§ **Excerpt to read**:
--- --- ---

Hi Peili,

> There may have different APIs to provide different level of shiled.
> The stack may expose the un-compilant 1xx through lower-layer API on 
which
> upper layer API may shield it and do more function like sending BYE.
> Also, to fulfill this fuction, the application layer should be able to
> indicate the stack how to process in different situations.

Thank you again for the response.  Do you know of any particular APIs that 
you believe provide a nice shielded versus an unshielded view of the 
underlying protocol?

- Rhys
__________________________________
Rhys Ulerich
IMS & SIP SOA Software Development
Email: [EMAIL PROTECTED]  Office: 512-838-1428
IBM Software Group - Austin, TX


Peili Xu <[EMAIL PROTECTED]> wrote on 10/26/2005 09:20:26 PM:

> Hi Rhys,
> 
> Please see Inline.

--- --- ---

§ **Your instructions**:
Print the email above about shielded and unshielded protocol APIs in full, character for character.

§ **Provided records**:
--- --- ---

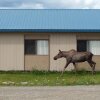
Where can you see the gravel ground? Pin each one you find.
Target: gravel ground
(50, 93)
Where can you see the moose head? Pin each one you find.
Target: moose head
(59, 55)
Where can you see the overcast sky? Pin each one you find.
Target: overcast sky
(49, 4)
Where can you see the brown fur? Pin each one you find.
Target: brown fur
(72, 56)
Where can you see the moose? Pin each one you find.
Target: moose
(72, 56)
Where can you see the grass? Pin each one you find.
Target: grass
(42, 78)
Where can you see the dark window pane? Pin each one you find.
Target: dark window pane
(81, 45)
(30, 47)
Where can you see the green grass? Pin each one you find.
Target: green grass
(42, 78)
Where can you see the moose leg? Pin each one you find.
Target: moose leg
(75, 67)
(93, 63)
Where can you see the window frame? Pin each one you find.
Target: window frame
(87, 41)
(36, 48)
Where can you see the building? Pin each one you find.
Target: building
(29, 39)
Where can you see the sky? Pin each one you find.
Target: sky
(49, 4)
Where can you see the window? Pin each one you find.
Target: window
(81, 45)
(89, 45)
(36, 47)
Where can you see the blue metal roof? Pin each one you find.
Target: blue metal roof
(50, 20)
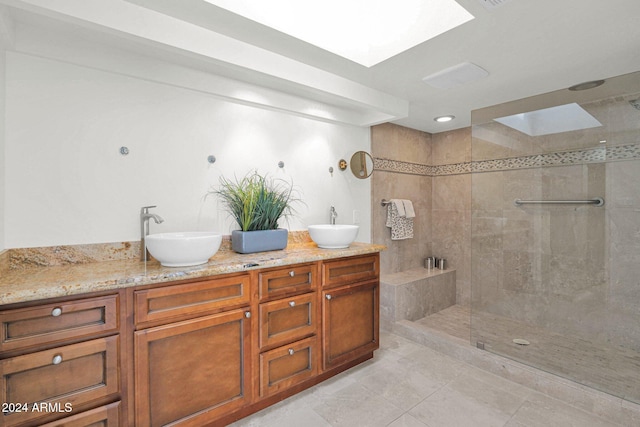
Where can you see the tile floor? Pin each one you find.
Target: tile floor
(614, 370)
(407, 384)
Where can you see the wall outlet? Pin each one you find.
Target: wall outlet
(356, 216)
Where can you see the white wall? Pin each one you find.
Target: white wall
(2, 147)
(67, 183)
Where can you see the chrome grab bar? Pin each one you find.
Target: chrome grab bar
(598, 201)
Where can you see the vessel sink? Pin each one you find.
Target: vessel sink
(333, 236)
(183, 249)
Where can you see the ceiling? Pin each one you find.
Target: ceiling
(528, 47)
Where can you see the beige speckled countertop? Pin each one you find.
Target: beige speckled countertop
(40, 282)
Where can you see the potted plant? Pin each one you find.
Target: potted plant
(257, 203)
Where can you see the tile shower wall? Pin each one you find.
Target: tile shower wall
(432, 171)
(401, 156)
(451, 200)
(572, 270)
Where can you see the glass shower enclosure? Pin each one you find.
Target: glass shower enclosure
(556, 233)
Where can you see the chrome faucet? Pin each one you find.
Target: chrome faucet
(144, 229)
(332, 215)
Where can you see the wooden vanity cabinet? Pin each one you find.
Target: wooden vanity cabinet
(194, 365)
(350, 309)
(289, 319)
(61, 361)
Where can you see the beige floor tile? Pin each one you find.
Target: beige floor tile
(543, 411)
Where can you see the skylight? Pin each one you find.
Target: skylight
(563, 118)
(364, 31)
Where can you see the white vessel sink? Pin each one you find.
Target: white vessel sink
(333, 236)
(183, 249)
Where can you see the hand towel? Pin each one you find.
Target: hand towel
(399, 204)
(408, 209)
(401, 227)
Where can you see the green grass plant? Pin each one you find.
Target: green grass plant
(256, 202)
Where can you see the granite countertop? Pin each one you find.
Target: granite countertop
(50, 281)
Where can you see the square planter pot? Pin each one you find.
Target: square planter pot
(247, 242)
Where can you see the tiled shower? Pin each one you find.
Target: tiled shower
(562, 280)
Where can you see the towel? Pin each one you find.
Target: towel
(401, 226)
(399, 204)
(408, 208)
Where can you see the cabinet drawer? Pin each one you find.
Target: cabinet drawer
(288, 365)
(40, 325)
(287, 320)
(60, 378)
(350, 270)
(104, 416)
(287, 281)
(191, 299)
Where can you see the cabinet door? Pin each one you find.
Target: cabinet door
(350, 322)
(59, 380)
(104, 416)
(191, 372)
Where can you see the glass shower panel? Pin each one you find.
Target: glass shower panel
(556, 275)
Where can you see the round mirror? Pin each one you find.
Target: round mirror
(361, 164)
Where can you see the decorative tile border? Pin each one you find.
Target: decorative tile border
(575, 157)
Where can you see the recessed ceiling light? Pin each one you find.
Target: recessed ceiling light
(366, 33)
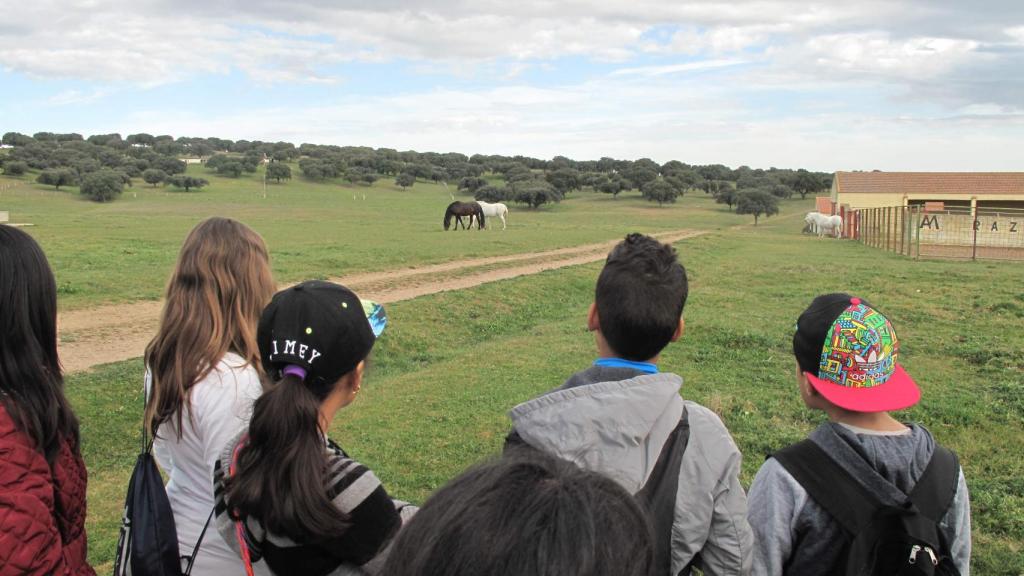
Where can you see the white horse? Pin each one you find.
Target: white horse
(497, 210)
(821, 223)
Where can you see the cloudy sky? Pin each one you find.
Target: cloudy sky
(894, 85)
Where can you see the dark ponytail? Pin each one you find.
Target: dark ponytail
(31, 381)
(279, 480)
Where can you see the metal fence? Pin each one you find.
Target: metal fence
(947, 233)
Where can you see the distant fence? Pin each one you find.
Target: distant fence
(944, 233)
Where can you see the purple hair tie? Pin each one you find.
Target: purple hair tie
(294, 370)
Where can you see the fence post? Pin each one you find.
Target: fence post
(916, 227)
(974, 227)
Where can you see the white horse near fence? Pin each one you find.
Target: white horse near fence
(496, 210)
(823, 223)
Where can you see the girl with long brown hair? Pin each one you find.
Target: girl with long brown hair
(42, 475)
(204, 372)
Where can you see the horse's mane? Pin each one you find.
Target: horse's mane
(448, 214)
(479, 214)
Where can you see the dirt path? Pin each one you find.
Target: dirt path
(112, 333)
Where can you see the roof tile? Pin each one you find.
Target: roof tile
(931, 182)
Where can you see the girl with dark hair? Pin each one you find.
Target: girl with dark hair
(42, 475)
(204, 372)
(526, 513)
(288, 497)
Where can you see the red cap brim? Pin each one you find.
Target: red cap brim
(898, 393)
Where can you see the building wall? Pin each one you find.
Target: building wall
(876, 200)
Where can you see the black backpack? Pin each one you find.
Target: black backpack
(147, 544)
(900, 540)
(657, 496)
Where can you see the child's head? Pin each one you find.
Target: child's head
(219, 286)
(640, 296)
(846, 350)
(525, 513)
(31, 383)
(313, 338)
(317, 331)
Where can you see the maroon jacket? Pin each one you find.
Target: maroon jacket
(42, 509)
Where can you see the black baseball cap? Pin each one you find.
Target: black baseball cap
(320, 330)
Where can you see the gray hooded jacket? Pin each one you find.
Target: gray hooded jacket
(615, 420)
(797, 537)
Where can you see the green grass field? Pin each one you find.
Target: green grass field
(124, 250)
(452, 364)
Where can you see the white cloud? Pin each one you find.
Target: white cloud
(677, 68)
(69, 97)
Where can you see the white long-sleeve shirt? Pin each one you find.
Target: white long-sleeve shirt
(220, 408)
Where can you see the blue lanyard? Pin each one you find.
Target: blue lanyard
(645, 367)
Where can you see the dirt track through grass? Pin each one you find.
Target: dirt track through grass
(112, 333)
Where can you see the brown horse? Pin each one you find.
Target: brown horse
(460, 209)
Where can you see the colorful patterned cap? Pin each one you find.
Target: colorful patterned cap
(858, 369)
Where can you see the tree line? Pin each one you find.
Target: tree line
(102, 164)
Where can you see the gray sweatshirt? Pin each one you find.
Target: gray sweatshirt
(615, 420)
(797, 537)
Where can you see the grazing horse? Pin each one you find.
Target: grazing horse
(821, 222)
(497, 210)
(460, 209)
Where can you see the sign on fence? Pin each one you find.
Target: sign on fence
(952, 232)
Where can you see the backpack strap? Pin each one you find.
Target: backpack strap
(658, 493)
(934, 492)
(846, 500)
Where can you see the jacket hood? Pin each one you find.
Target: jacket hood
(615, 427)
(887, 465)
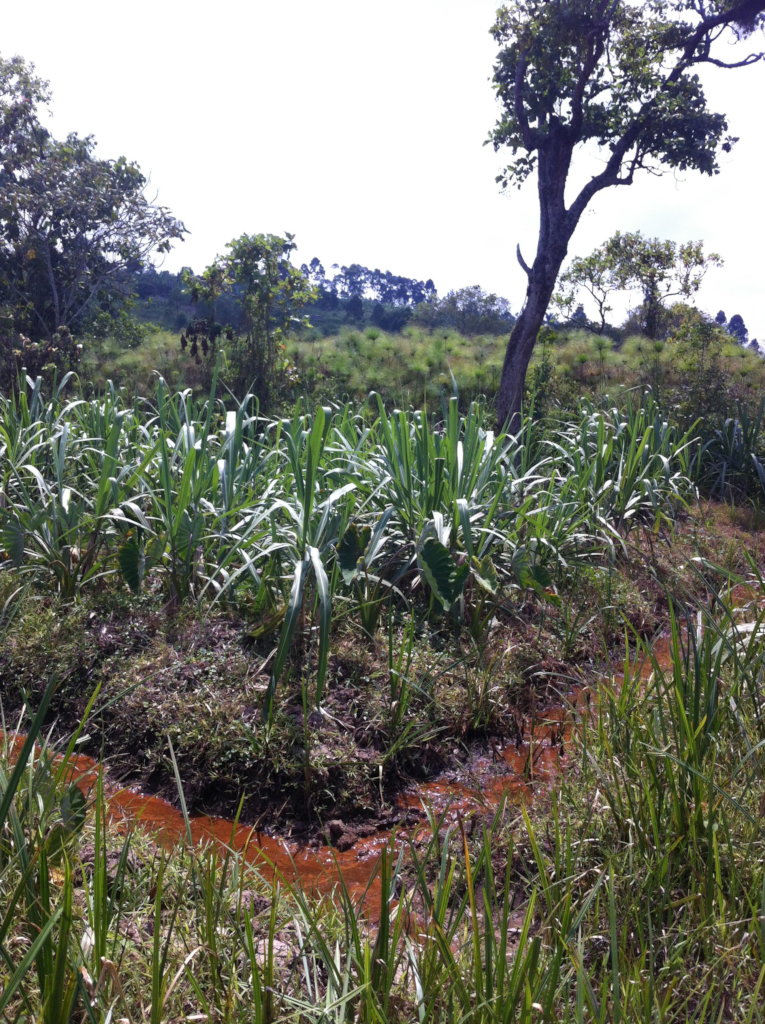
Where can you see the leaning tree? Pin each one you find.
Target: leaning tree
(620, 75)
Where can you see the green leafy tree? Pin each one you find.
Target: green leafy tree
(660, 269)
(271, 292)
(621, 77)
(71, 224)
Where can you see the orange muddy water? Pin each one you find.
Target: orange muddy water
(505, 773)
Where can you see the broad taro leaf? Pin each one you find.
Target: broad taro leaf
(444, 577)
(132, 563)
(351, 550)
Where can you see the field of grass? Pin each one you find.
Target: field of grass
(293, 621)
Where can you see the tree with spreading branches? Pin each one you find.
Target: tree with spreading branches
(615, 75)
(659, 268)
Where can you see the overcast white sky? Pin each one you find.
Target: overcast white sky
(358, 126)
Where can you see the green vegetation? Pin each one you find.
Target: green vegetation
(484, 707)
(293, 619)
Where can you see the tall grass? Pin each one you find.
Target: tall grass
(297, 516)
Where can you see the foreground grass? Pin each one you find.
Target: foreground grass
(315, 609)
(636, 892)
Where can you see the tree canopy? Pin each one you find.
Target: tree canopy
(71, 223)
(271, 293)
(610, 75)
(659, 268)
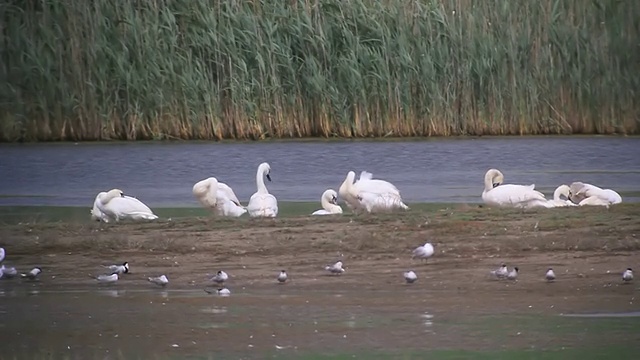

--- --- ---

§ **Reply**:
Hi Peili,

> There may have different APIs to provide different level of shiled.
> The stack may expose the un-compilant 1xx through lower-layer API on 
which
> upper layer API may shield it and do more function like sending BYE.
> Also, to fulfill this fuction, the application layer should be able to
> indicate the stack how to process in different situations.

Thank you again for the response.  Do you know of any particular APIs that 
you believe provide a nice shielded versus an unshielded view of the 
underlying protocol?

- Rhys
__________________________________
Rhys Ulerich
IMS & SIP SOA Software Development
Email: [EMAIL PROTECTED]  Office: 512-838-1428
IBM Software Group - Austin, TX


Peili Xu <[EMAIL PROTECTED]> wrote on 10/26/2005 09:20:26 PM:

> Hi Rhys,
> 
> Please see Inline.